## Exercise description
Render the lines of the listing from the one holding "Exercise. Point out every instance of the white" through the one holding "x=378, y=184", both included, as a Markdown table with columns Row and Line, omitting blank lines.

## Records provided

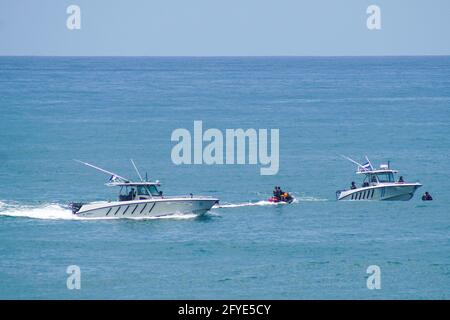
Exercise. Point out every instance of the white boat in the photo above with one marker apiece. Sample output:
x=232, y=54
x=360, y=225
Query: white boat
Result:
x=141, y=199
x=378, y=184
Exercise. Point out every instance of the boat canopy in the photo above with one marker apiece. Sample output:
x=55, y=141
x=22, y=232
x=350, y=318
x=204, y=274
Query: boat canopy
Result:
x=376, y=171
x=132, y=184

* * *

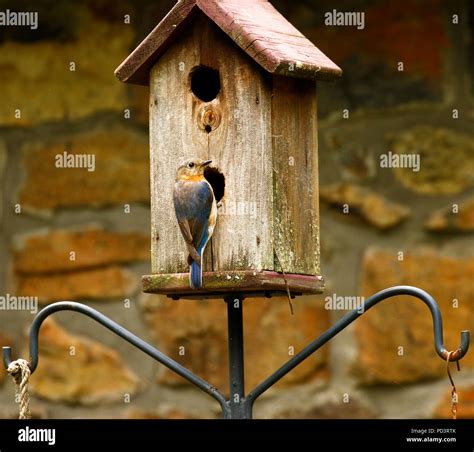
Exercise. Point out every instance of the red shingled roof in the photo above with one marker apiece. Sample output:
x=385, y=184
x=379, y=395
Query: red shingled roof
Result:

## In response
| Row | Line |
|---|---|
| 1 | Exercise. Point out every instance of the white boat in the photo above with one marker apiece. Sample output: |
| 2 | x=232, y=54 |
| 3 | x=360, y=225 |
| 4 | Query: white boat |
| 5 | Result: |
| 6 | x=141, y=199 |
| 7 | x=378, y=184 |